**Task to carry out:**
Rewrite the records from the line containing "Please place a point on the yellow wheel" through the end of the records, inclusive, and give only those lines, with the requests kept unchanged and every coordinate in the answers multiplied by 1.9 and rounded to a whole number, halves rounding up. Leave the pictures out of your answer.

————

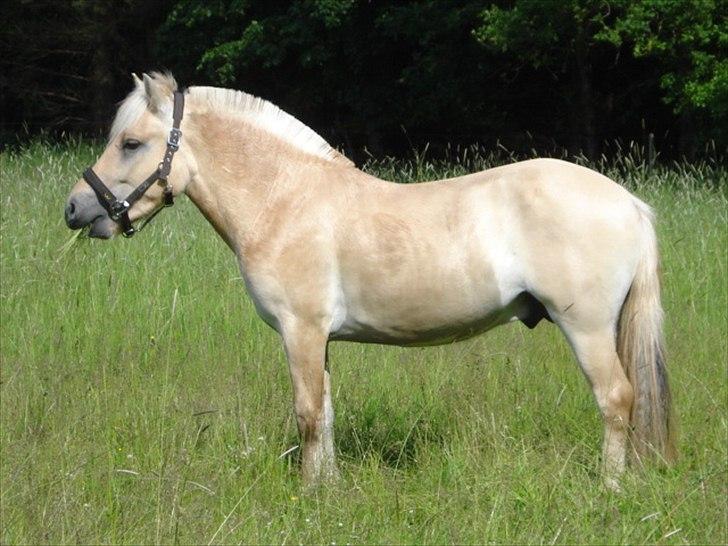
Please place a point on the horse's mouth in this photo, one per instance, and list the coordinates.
(101, 227)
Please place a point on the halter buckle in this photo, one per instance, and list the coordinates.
(175, 135)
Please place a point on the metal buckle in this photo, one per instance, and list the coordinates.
(175, 135)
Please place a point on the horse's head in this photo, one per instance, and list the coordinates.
(137, 145)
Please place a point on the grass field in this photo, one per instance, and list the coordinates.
(144, 402)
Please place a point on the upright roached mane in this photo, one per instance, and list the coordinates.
(328, 252)
(249, 108)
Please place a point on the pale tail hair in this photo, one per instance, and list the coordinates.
(640, 346)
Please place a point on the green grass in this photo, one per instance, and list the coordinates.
(143, 401)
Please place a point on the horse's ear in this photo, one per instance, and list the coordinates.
(155, 93)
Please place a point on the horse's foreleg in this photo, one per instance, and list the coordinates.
(306, 352)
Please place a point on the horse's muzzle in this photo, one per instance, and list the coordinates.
(83, 209)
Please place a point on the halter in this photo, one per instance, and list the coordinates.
(119, 210)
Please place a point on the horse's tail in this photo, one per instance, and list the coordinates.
(640, 347)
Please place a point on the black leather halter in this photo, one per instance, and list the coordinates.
(119, 210)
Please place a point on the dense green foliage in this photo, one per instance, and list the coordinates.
(390, 76)
(142, 401)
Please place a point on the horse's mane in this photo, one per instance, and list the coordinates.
(260, 113)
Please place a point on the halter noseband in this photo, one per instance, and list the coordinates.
(119, 210)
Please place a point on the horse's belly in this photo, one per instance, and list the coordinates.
(405, 335)
(422, 313)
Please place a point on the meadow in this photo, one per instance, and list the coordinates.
(143, 401)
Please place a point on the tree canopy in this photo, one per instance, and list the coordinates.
(391, 75)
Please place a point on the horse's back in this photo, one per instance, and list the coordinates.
(442, 259)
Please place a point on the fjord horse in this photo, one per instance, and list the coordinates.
(329, 252)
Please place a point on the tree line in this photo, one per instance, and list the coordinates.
(389, 76)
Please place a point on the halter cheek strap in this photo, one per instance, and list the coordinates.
(119, 210)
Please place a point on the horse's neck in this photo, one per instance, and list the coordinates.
(245, 176)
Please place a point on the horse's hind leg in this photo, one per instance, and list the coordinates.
(597, 355)
(306, 351)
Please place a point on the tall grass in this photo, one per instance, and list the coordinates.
(143, 401)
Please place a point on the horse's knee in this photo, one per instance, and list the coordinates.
(617, 402)
(309, 416)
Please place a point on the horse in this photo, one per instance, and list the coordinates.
(328, 252)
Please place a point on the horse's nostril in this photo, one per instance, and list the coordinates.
(71, 215)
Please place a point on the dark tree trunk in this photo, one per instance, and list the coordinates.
(585, 98)
(102, 66)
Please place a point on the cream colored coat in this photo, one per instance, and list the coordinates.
(328, 252)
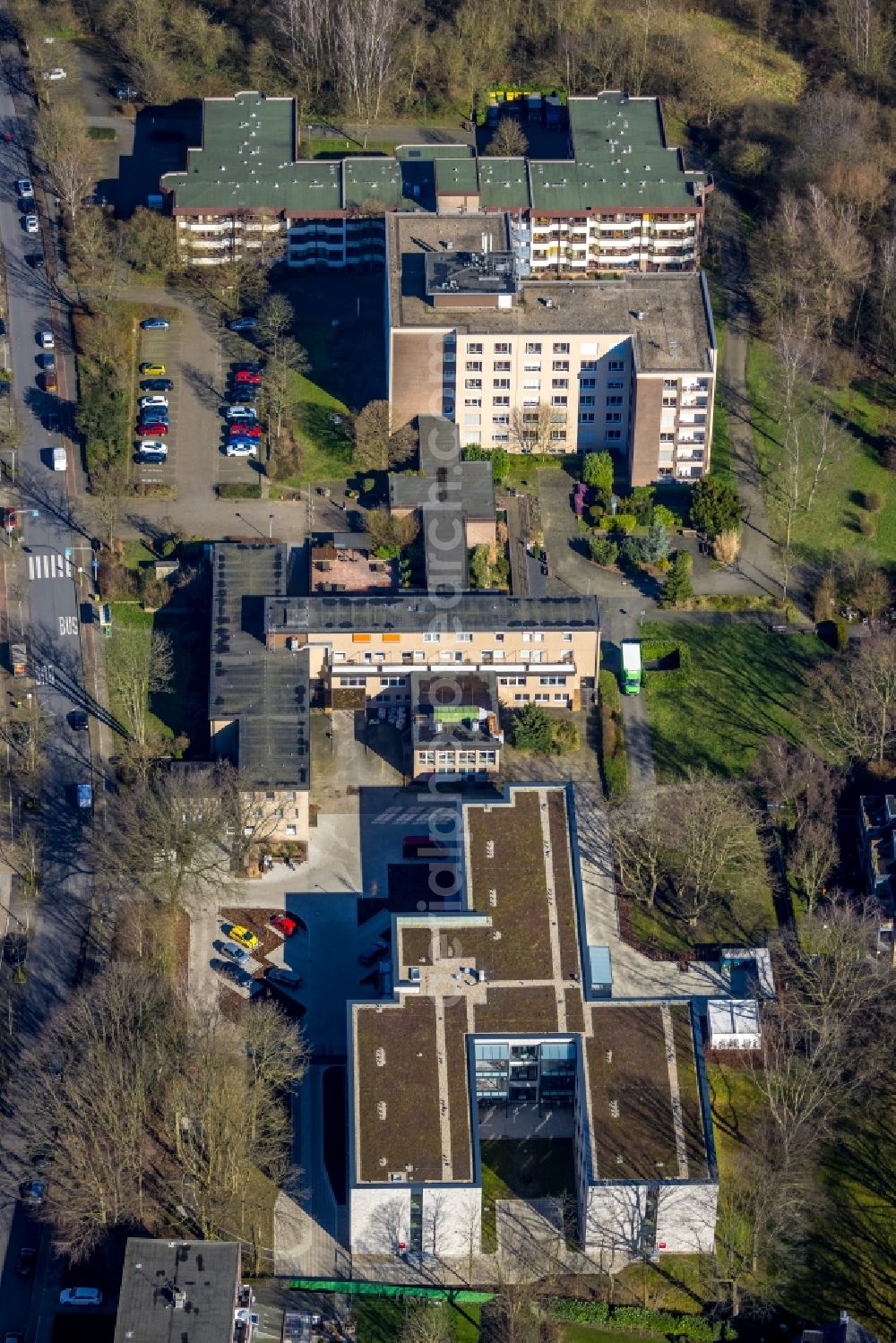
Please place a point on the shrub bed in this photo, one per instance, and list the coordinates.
(234, 490)
(638, 1319)
(614, 764)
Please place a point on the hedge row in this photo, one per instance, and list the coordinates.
(640, 1319)
(614, 763)
(657, 650)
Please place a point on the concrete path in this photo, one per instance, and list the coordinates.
(642, 777)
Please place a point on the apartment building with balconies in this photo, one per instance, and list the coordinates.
(547, 366)
(624, 201)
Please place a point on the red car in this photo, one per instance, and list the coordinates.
(284, 925)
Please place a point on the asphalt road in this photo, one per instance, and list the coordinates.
(53, 555)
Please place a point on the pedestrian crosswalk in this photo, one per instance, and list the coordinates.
(48, 567)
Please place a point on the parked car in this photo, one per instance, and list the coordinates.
(284, 925)
(239, 934)
(285, 978)
(26, 1261)
(153, 452)
(81, 1296)
(237, 954)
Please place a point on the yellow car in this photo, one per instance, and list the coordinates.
(244, 936)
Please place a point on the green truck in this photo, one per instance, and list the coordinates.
(632, 673)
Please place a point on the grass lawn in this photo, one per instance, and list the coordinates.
(833, 522)
(532, 1167)
(745, 917)
(379, 1321)
(745, 684)
(180, 710)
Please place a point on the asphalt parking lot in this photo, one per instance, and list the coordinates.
(198, 355)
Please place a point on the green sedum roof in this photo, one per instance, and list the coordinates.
(247, 161)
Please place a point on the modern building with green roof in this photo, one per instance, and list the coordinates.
(622, 199)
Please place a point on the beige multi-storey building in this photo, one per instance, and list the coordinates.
(616, 198)
(548, 366)
(363, 650)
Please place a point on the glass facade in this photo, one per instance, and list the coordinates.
(525, 1072)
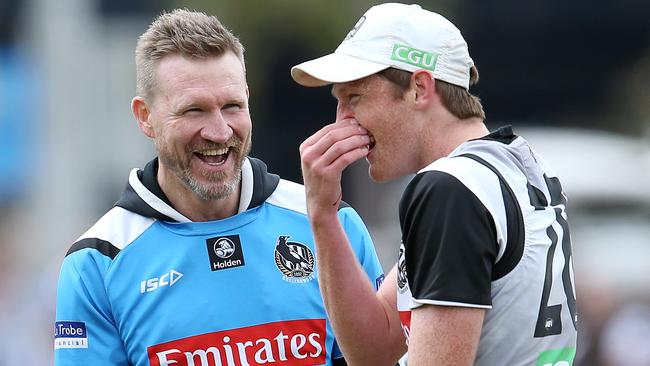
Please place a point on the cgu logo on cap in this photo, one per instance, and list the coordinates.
(415, 57)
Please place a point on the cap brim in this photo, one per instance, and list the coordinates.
(334, 68)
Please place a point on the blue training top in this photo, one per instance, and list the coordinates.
(146, 286)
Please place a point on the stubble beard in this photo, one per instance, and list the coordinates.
(211, 186)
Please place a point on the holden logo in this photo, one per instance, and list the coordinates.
(224, 248)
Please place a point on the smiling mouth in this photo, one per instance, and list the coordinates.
(213, 156)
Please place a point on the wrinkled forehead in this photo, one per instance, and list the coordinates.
(363, 85)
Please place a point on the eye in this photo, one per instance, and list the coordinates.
(234, 106)
(192, 110)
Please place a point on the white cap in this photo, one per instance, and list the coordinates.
(401, 36)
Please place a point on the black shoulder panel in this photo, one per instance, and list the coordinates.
(131, 201)
(343, 205)
(515, 224)
(102, 246)
(503, 135)
(264, 183)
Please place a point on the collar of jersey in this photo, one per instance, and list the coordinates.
(144, 196)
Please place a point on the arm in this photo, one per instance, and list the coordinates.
(366, 323)
(450, 333)
(82, 303)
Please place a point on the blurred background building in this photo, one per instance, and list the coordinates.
(571, 76)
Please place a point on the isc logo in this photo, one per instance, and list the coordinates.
(168, 279)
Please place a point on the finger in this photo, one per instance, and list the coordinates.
(327, 139)
(345, 146)
(348, 123)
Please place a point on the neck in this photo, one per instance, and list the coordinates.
(446, 134)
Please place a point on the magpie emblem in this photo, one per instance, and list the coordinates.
(295, 260)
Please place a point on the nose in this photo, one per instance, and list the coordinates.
(216, 128)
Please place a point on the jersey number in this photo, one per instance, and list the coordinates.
(548, 320)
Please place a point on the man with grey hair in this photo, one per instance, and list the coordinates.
(484, 274)
(206, 259)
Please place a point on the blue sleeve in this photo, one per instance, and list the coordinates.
(362, 245)
(84, 331)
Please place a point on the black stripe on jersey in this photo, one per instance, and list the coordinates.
(515, 224)
(102, 246)
(503, 135)
(449, 239)
(264, 183)
(537, 198)
(131, 201)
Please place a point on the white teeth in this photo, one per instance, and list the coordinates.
(214, 152)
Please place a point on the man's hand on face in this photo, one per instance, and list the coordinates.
(324, 155)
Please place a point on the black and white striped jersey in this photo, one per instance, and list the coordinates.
(486, 227)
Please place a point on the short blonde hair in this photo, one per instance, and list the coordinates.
(183, 32)
(458, 100)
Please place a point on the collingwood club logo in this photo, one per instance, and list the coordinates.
(356, 27)
(295, 260)
(225, 252)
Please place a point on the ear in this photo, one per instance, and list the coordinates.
(424, 85)
(142, 112)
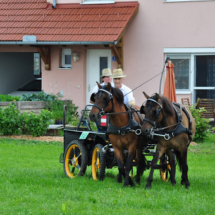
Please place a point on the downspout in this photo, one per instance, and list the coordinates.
(54, 4)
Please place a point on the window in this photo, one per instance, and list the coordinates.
(37, 64)
(98, 1)
(182, 71)
(66, 58)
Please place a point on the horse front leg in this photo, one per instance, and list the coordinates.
(129, 162)
(141, 164)
(184, 167)
(120, 162)
(171, 157)
(159, 152)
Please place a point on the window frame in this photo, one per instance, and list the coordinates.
(39, 63)
(182, 56)
(63, 54)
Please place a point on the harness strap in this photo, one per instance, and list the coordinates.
(180, 128)
(132, 126)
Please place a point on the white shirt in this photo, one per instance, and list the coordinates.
(129, 97)
(96, 88)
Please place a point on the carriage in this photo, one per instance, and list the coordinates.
(84, 147)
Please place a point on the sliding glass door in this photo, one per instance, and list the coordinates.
(204, 77)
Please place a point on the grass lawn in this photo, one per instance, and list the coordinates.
(32, 181)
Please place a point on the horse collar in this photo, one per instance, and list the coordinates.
(109, 98)
(149, 99)
(157, 113)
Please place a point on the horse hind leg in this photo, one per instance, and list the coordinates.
(141, 165)
(172, 163)
(120, 162)
(159, 152)
(129, 161)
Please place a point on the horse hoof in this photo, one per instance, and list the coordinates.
(173, 183)
(119, 179)
(132, 184)
(148, 187)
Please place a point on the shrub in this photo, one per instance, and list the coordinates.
(10, 120)
(202, 124)
(36, 125)
(56, 107)
(8, 98)
(40, 97)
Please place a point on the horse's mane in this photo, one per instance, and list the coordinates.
(167, 106)
(166, 103)
(117, 93)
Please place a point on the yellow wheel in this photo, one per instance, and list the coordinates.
(75, 159)
(165, 169)
(98, 163)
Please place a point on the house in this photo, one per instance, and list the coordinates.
(77, 38)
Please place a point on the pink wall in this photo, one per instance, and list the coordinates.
(161, 25)
(157, 25)
(66, 80)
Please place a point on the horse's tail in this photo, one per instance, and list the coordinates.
(178, 157)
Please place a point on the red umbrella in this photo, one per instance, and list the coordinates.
(169, 87)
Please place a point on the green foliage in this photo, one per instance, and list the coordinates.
(36, 125)
(13, 122)
(9, 98)
(33, 182)
(10, 120)
(56, 107)
(40, 97)
(202, 124)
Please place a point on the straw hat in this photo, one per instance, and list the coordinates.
(106, 72)
(118, 73)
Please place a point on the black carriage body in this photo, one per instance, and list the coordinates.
(87, 140)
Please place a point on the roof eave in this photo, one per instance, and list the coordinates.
(58, 43)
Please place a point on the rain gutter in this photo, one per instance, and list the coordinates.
(58, 43)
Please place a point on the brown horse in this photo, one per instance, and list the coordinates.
(174, 127)
(123, 130)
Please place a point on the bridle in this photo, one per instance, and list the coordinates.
(158, 110)
(110, 98)
(153, 129)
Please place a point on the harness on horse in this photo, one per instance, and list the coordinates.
(179, 129)
(132, 126)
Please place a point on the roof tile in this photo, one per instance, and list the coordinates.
(74, 23)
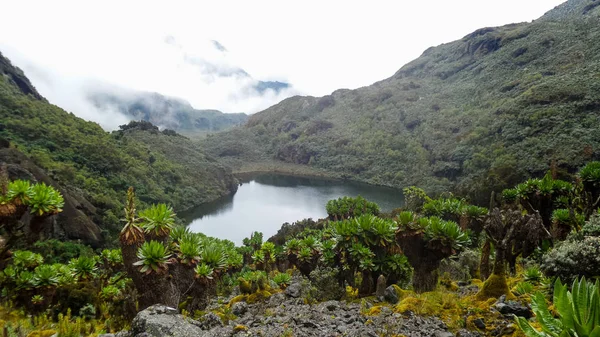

————

**Written response:**
Please place a point on the yellow wheel in this photo, one per instance, and list the coordinates.
(143, 302)
(314, 321)
(186, 310)
Please place a point on the house in this photo, one per instance, and list the coordinates.
(146, 72)
Please place a point on the pink wall in this photo, one per instance, and list the coordinates.
(306, 48)
(298, 48)
(125, 152)
Please place a point on the horse's tail in this photo, one per instance, and list the coordinates.
(338, 298)
Please place a point on the red umbrella in this photo, one per instance, and list the coordinates.
(321, 165)
Please place a point on the green foliage in this photo, one per instance, and list the coordinates.
(68, 238)
(25, 232)
(17, 186)
(63, 346)
(19, 228)
(106, 203)
(76, 184)
(384, 236)
Please place a point on the straw hat in this photo, one per instance, and list the coordinates.
(201, 137)
(224, 139)
Please place a point on the black carriage body in this photo, one per instance, and list the coordinates.
(165, 266)
Please place a point on the roof eave in this photo, one per instance, and list the coordinates.
(110, 82)
Please place a point on the rain gutter in this photo, one per instance, and list the coordinates.
(110, 82)
Please place a point on the brown horse in this photo, one per instance, and list the coordinates.
(331, 241)
(234, 247)
Please place a point on the bridle in this photo, one per instance, and list the coordinates.
(300, 209)
(209, 186)
(291, 245)
Please place a point on the harness on horse in this photo, one per instance, and list the coordinates.
(340, 245)
(251, 239)
Please place a point on the roof tile in this photo, one per instance, and list the coordinates.
(141, 44)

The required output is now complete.